◆ Problem requirements ◆
Output the line that contains "In this exercise you will indicate the red", then every line beneath it through the end of the records, exactly as given and with no other lines.

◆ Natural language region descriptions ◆
****
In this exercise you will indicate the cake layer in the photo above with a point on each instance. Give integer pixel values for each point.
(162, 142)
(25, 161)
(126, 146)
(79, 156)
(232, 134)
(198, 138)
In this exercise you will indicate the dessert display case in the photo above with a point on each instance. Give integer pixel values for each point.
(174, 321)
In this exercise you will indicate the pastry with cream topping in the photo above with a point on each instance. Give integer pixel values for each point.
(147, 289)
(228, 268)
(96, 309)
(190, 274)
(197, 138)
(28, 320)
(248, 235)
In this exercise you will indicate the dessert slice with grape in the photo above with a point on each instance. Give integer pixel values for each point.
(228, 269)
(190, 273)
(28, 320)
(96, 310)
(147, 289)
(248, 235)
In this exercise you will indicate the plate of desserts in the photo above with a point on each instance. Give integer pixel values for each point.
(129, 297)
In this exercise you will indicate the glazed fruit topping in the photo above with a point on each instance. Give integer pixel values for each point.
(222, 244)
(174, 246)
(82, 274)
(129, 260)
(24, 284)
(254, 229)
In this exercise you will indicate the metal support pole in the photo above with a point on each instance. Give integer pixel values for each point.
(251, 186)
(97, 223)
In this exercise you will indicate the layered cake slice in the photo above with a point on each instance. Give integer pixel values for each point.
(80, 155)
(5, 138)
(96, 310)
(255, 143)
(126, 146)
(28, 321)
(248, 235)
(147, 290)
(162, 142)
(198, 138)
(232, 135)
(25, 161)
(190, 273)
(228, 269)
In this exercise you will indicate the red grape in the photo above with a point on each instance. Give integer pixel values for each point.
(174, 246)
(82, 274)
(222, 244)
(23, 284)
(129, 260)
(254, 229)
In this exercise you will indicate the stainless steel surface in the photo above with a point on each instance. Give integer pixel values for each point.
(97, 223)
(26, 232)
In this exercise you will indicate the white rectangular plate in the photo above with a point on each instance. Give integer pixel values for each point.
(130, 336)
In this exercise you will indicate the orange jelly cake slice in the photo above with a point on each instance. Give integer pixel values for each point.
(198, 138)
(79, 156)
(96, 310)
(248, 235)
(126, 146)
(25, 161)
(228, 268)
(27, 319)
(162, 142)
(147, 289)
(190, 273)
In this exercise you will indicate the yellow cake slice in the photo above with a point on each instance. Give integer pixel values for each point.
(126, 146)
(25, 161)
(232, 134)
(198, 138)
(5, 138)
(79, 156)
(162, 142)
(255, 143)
****
◆ Your response ◆
In this exercise you will indicate the red grape in the photo above with a point on each instance. Give integer pixel values for each point.
(174, 246)
(82, 274)
(222, 244)
(23, 284)
(129, 260)
(254, 229)
In this exercise you will indicate the stainless steel surface in the photo above with a point on each instance. Give integer pixel values for each point.
(97, 223)
(26, 232)
In this exercise you will indicate the white rectangular plate in the photo above with a point on each instance. Give integer pixel values for each point.
(130, 336)
In this exercise you will indicate the orange jelly cake slice in the photo above with a point on each instance. Give integer pixel values for each point.
(198, 138)
(79, 156)
(96, 310)
(248, 235)
(126, 146)
(25, 161)
(228, 268)
(27, 319)
(162, 142)
(147, 289)
(190, 273)
In this exercise you will indicate the yellow cake slice in the photo above with a point on each instance. Give integer pixel values for each point.
(126, 146)
(25, 161)
(232, 134)
(198, 138)
(5, 138)
(79, 156)
(162, 142)
(255, 143)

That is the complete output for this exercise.